Among the entries below, one stretch runs from the line that contains "Target: sea water" through the line that contains "Could you spot the sandy". Repeat that stretch exactly, ends included, and only that.
________
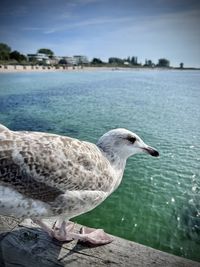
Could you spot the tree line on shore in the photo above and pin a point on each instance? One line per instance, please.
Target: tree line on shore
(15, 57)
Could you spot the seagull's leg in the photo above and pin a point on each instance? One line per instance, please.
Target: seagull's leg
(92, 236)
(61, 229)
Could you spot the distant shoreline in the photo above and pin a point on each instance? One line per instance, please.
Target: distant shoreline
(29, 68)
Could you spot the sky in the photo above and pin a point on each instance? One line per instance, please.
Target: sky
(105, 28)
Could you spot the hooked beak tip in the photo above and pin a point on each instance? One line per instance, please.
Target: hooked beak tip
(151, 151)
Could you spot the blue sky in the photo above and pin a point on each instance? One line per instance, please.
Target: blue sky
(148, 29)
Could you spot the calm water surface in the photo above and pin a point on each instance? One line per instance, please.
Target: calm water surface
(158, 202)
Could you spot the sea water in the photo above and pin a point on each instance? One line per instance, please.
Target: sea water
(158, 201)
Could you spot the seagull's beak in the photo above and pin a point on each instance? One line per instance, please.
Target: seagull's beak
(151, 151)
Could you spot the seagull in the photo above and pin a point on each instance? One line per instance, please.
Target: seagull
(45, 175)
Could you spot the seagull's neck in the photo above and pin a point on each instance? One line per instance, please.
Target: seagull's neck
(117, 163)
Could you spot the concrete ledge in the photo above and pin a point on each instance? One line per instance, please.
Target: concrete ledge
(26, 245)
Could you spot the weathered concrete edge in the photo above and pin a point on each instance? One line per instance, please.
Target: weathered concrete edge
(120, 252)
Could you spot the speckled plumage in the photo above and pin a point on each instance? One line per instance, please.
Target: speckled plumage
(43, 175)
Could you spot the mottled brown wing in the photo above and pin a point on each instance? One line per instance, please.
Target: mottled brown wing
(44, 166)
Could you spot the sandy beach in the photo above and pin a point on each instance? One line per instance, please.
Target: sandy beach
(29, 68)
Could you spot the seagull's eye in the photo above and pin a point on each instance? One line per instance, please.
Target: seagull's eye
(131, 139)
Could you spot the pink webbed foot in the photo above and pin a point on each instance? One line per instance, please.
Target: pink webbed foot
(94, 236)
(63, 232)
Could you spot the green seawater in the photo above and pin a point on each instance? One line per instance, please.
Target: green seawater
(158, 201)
________
◆ **Completed exercise**:
Target: sea water
(158, 201)
Could you spot the seagull's beak in the photo above and pin a point on each instance? One line per instance, please.
Target: seagull's beak
(151, 151)
Could you spot the seagull in the photo above and pin a point on each instance? One line per instance, please.
Target: seagull
(45, 175)
Could you spot the seagull's neck in the photo above and pin a point on each instance? One line per instance, please.
Target: seagull's neck
(117, 163)
Could you spot the concrete ledge in the photo above and pin a point on each instance? One line per instance, please.
Target: concrete ledge
(26, 245)
Could you spot the weathered concrete edge in the photo above and pin a point on each instance? One line per instance, please.
Target: weathered concrete edge
(120, 252)
Could you spot the speckled plumage in the photo above and pin a point on each instance? One line per instance, please.
Target: speckled plumage
(43, 175)
Could you spot the mottled brown wing in the photo above and pin a point on each instance? One line per instance, please.
Target: mottled brown wing
(44, 166)
Could you spot the sandy beach in the photo above and pin a point on each instance? One line per instance, please.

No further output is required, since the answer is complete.